- Your task -
Below is a block of records; reproduce all of them exactly and leave out any pictures.

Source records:
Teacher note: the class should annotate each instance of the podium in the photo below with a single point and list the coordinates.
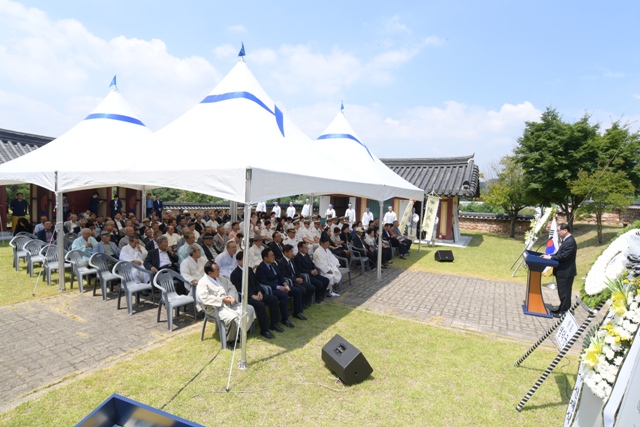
(534, 303)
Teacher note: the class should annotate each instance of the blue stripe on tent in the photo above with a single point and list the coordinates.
(251, 97)
(114, 117)
(347, 136)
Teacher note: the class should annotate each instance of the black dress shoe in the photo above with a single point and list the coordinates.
(267, 334)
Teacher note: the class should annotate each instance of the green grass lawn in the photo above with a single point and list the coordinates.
(423, 375)
(490, 256)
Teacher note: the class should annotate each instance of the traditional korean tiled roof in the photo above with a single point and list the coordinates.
(446, 176)
(15, 144)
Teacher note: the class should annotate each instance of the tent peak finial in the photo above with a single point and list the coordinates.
(241, 54)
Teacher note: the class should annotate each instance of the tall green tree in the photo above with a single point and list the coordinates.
(509, 190)
(551, 153)
(603, 191)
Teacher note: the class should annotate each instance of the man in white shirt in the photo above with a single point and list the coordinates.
(367, 217)
(277, 210)
(291, 210)
(328, 265)
(350, 213)
(227, 259)
(330, 212)
(390, 216)
(135, 254)
(307, 209)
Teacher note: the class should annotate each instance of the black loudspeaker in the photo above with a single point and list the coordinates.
(346, 361)
(444, 256)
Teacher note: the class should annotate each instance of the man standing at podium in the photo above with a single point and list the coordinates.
(566, 270)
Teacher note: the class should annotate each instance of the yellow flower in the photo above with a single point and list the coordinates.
(591, 354)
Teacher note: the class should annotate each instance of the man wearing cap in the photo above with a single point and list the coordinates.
(207, 246)
(330, 212)
(328, 265)
(227, 259)
(291, 210)
(350, 213)
(367, 217)
(277, 210)
(390, 216)
(292, 240)
(307, 209)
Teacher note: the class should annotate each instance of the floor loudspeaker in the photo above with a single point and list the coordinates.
(444, 256)
(346, 361)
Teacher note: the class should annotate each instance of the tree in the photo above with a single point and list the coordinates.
(552, 153)
(606, 190)
(509, 191)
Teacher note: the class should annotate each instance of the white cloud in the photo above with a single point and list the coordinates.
(57, 66)
(236, 28)
(426, 131)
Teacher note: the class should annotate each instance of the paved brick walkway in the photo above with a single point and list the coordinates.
(45, 340)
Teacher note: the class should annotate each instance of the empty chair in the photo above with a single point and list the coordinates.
(50, 254)
(17, 244)
(102, 263)
(33, 248)
(79, 268)
(26, 233)
(222, 329)
(358, 255)
(344, 270)
(68, 240)
(169, 298)
(128, 285)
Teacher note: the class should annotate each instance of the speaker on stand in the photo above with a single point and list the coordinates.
(346, 361)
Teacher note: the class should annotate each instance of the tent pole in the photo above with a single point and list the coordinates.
(242, 363)
(60, 230)
(380, 225)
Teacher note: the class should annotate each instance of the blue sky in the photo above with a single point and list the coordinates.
(418, 78)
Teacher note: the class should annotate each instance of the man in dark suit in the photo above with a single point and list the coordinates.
(304, 264)
(160, 258)
(268, 274)
(566, 271)
(289, 271)
(276, 246)
(258, 300)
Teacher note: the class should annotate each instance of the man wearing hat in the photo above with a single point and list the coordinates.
(367, 217)
(277, 210)
(208, 248)
(330, 212)
(106, 246)
(291, 210)
(350, 213)
(390, 216)
(307, 209)
(291, 239)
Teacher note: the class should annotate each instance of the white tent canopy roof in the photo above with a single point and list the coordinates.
(340, 137)
(101, 140)
(238, 127)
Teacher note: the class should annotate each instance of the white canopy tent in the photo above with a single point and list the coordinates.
(61, 165)
(340, 137)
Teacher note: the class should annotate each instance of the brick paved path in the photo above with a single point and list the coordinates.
(48, 339)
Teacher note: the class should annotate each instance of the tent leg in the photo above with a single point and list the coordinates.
(380, 242)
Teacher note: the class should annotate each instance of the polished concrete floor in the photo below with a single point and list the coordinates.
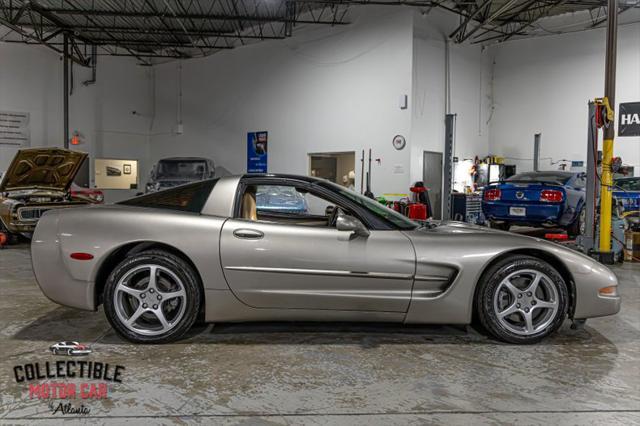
(279, 373)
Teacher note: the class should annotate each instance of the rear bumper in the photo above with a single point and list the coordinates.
(535, 213)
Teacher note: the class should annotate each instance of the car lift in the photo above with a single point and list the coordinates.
(602, 115)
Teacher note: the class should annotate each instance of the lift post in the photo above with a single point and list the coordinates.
(587, 241)
(605, 254)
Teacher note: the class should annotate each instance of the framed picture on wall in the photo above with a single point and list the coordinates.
(113, 173)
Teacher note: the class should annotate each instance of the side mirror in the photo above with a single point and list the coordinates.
(348, 223)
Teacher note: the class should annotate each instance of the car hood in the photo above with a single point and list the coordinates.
(42, 168)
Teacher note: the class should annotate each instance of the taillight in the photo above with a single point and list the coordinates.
(81, 256)
(551, 195)
(492, 194)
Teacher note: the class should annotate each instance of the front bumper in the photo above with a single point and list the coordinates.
(591, 276)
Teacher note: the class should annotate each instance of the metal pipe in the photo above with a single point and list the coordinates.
(65, 88)
(609, 131)
(588, 239)
(536, 151)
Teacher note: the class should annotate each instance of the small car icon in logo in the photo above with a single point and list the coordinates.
(69, 348)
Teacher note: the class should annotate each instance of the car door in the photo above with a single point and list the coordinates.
(304, 265)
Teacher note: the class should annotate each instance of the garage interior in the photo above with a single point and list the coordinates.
(372, 95)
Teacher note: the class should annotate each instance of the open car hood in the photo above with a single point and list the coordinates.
(42, 168)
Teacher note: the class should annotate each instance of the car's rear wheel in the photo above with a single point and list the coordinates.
(522, 299)
(152, 297)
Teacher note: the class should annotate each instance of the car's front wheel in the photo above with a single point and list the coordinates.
(152, 297)
(522, 299)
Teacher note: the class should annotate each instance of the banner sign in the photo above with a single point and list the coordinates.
(14, 128)
(257, 152)
(629, 121)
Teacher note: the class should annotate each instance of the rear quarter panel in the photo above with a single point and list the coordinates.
(102, 230)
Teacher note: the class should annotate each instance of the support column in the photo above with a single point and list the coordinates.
(65, 88)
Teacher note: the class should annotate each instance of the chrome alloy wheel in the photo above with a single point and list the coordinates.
(526, 302)
(150, 300)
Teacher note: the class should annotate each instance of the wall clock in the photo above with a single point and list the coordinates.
(399, 142)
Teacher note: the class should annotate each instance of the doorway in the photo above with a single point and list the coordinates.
(338, 167)
(432, 178)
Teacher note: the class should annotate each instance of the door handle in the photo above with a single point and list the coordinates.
(248, 234)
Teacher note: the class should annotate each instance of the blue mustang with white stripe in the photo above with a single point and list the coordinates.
(541, 199)
(627, 192)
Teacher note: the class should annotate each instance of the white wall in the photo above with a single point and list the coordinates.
(31, 81)
(326, 89)
(470, 75)
(544, 84)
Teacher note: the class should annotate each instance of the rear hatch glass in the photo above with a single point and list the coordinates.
(189, 198)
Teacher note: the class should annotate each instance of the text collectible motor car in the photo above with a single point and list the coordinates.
(205, 250)
(546, 198)
(38, 180)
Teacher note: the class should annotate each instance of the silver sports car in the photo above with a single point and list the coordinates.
(206, 250)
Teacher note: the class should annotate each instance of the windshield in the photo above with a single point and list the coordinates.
(375, 207)
(181, 169)
(544, 177)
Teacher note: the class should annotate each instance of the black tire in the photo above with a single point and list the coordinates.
(489, 284)
(575, 228)
(188, 278)
(502, 226)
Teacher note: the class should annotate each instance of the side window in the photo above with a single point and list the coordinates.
(286, 204)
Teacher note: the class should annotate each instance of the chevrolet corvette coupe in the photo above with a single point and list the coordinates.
(208, 251)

- Completed task -
Teacher note: the class should annotate each instance of the podium in the photo below with a single point and list the coordinates.
(534, 303)
Teacher note: the class should annotate each instance of the blue stripe on tent in the photo above with a single point and list the coordinates.
(251, 97)
(114, 117)
(347, 136)
Teacher note: the class should annotate each instance of the black dress shoe in the photo above with a single point and list the coordinates.
(267, 334)
Teacher note: the class should annotate each instance of the green grass lawn in the photo above with a single point and list the coordinates.
(423, 375)
(490, 256)
Teacher note: the class should annotate each instance of the traditional korean tiled roof in the photo above with a single point and list the coordinates.
(446, 176)
(15, 144)
Teacher note: the class should annotate each instance of the tent peak finial in the photo above with a single point and list the coordinates.
(241, 54)
Teacher note: the class should annotate each instance of the tall green tree in the photo above with a single point and list the coordinates.
(509, 190)
(551, 153)
(603, 191)
Teacher note: the class should annotate each instance of the man in white shirt in the photo above with a single point and list the coordinates.
(367, 217)
(277, 210)
(291, 210)
(328, 265)
(350, 213)
(227, 259)
(330, 212)
(390, 216)
(135, 254)
(307, 209)
Teacher note: the class should annotate each instance of the black loudspeaker in the photo above with a single point and list the coordinates.
(346, 361)
(444, 256)
Teacher note: the class should annotate each instance of the man standing at podium in the photo above with a single point and list the coordinates.
(566, 270)
Teacher note: the class should annotate each instance of the yellow flower in the photo above with a single point and list the coordinates.
(591, 354)
Teacher note: the class should annotate each instance of the man wearing cap in the photo above with a single point and list the coordinates.
(207, 246)
(330, 212)
(328, 265)
(227, 259)
(291, 210)
(350, 213)
(367, 217)
(277, 210)
(390, 216)
(292, 240)
(307, 209)
Teacher note: the class should annotate each instance of the floor loudspeaker in the photo above with a single point and list the coordinates.
(444, 256)
(346, 361)
Teacher note: the class should annotate each instance of the tree in the photo above with a single point and list the coordinates.
(552, 153)
(606, 190)
(509, 191)
Teacher note: the class should annotate each instance of the white cloud in the photo above with a single point and list the coordinates.
(57, 66)
(236, 28)
(426, 131)
Teacher note: the class should annotate each instance of the paved brick walkway in the photo above with a single point and list the coordinates.
(45, 340)
Teacher note: the class should annotate each instance of the empty chair in the photo above with a single point and list the coordinates.
(50, 254)
(17, 244)
(102, 263)
(33, 248)
(79, 268)
(26, 233)
(222, 329)
(358, 255)
(344, 270)
(68, 240)
(169, 298)
(128, 285)
Teacher note: the class should annotate each instance of the speaker on stand in the photo above with a single point and list the coordinates.
(346, 361)
Teacher note: the class should annotate each instance of the tent pole in the photo above with a single point and list the coordinates.
(242, 363)
(60, 230)
(380, 225)
Teacher note: the class should annotate each instance of the blue sky in the photo above with a single point and list the coordinates.
(418, 78)
Teacher note: the class should annotate each instance of the man in dark suit in the photo above with a single point and list the coordinates.
(304, 264)
(160, 258)
(268, 274)
(566, 271)
(289, 271)
(276, 246)
(258, 300)
Teacher note: the class should annotate each instance of the man wearing hat in the photo above with a single point and list the coordinates.
(367, 217)
(277, 210)
(208, 248)
(330, 212)
(106, 246)
(291, 210)
(350, 213)
(390, 216)
(307, 209)
(291, 239)
Teacher note: the class should annotate each instance of the white tent canopy roof in the photo above with a single point and list the coordinates.
(340, 137)
(101, 140)
(238, 127)
Teacher note: the class should annotate each instance of the white canopy tent in the photo above with a single point and list the coordinates.
(61, 165)
(340, 137)
Teacher note: the class should annotate each instance of the brick paved path in the photo above with a single point and list the coordinates.
(48, 339)
Teacher note: the class should annotate each instance of the tent leg in the photo above with a single point and list the coordinates.
(380, 242)
Teacher note: the class should annotate each instance of the polished concrete floor in the photo below with a single point and list the coordinates.
(279, 373)
Teacher note: the class should annotate each instance of the rear bumper in the photo above with a single point and list the coordinates.
(535, 213)
Teacher note: the class should annotate each instance of the car lift in the photo above with a single point and list the coordinates.
(602, 115)
Teacher note: the class should annotate each instance of the lift post in the photo above with a single point and list the coordinates.
(587, 241)
(605, 254)
Teacher note: the class should annotate each instance of the framed picture on wall in the photo above with a single point and list the coordinates.
(113, 173)
Teacher note: the class should annotate each instance of the side mirror in the photo above with a single point and list the coordinates.
(348, 223)
Teacher note: the class should annotate each instance of the car hood in the photo above with a single point and list the coordinates.
(42, 168)
Teacher note: the class should annotate each instance of the taillight in the photo above with a single point and list the coordinates.
(81, 256)
(551, 195)
(492, 194)
Teacher note: the class should annotate each instance of the front bumper in the photo above with a single point and list the coordinates.
(591, 276)
Teacher note: the class should annotate each instance of the metal pipe in the photo above with a single point and list the coordinates.
(65, 88)
(609, 131)
(588, 239)
(536, 151)
Teacher note: the class should annotate each instance of the small car icon in logo in the photo above with a single point and list the coordinates.
(69, 348)
Teacher note: the class should annotate each instance of the car door in the photo above with a single point and list the coordinates.
(304, 265)
Teacher note: the class should annotate each instance of the garage interior in the photo above with a single point and list the coordinates.
(372, 95)
Teacher note: the class should annotate each instance of the open car hood in the photo above with a single point and list the coordinates.
(42, 168)
Teacher note: the class should annotate each instance of the car's rear wheel in the photo above with a single point and list the coordinates.
(522, 299)
(152, 297)
Teacher note: the class should annotate each instance of the car's front wheel in the photo above with a single point and list the coordinates.
(152, 297)
(522, 299)
Teacher note: the class should annotate each instance of the banner sign in the photo above with a single point and list the coordinates.
(14, 128)
(257, 152)
(629, 121)
Teacher note: the class should annotate each instance of the rear quarter panel in the photo above with a single point and list the coordinates.
(102, 230)
Teacher note: the class should annotate each instance of the support column in the photo above with a single point and list the coordinates.
(65, 88)
Teacher note: the class should annotate each instance of the chrome alloy wheel in the photo above with a single point and list the coordinates.
(526, 302)
(150, 300)
Teacher note: the class should annotate each instance of the wall clock in the photo above with a single point and list the coordinates.
(399, 142)
Teacher note: the class should annotate each instance of the doorway in the photo above with a single point and list the coordinates.
(338, 167)
(432, 178)
Teacher note: the class should annotate each instance of the door handle in the photo above with a single point and list the coordinates.
(248, 234)
Teacher note: the class should annotate each instance of the blue mustang with white stripe in the photo above with a single point and list the coordinates.
(541, 199)
(627, 192)
Teacher note: the class should annotate each instance of the white wall in the photo above with a single point and list the coordinates.
(31, 81)
(326, 89)
(470, 75)
(544, 84)
Teacher note: the class should annotate each instance of the rear hatch glass in the photo above with a single point and list the coordinates.
(189, 198)
Teacher note: the class should annotate each instance of the text collectible motor car in the photo above with a single point and list the coordinates.
(205, 250)
(546, 198)
(38, 180)
Teacher note: the class should annotate each instance of the silver sports car in the photo above with a single point and list the coordinates.
(206, 250)
Teacher note: the class should annotate each instance of the windshield in the photo above with a single point and list the coordinates.
(375, 207)
(181, 169)
(544, 177)
Teacher note: the class should annotate each instance of the black tire in the photo above with a single point and list the coordinates.
(489, 284)
(575, 228)
(188, 278)
(502, 226)
Teacher note: the class should annotate each instance of the side window in the photo above with a single point and list the coordinates.
(286, 204)
Teacher note: the class should annotate each instance of the chevrolet corvette coupe in the photo above with a single point and list the coordinates.
(208, 251)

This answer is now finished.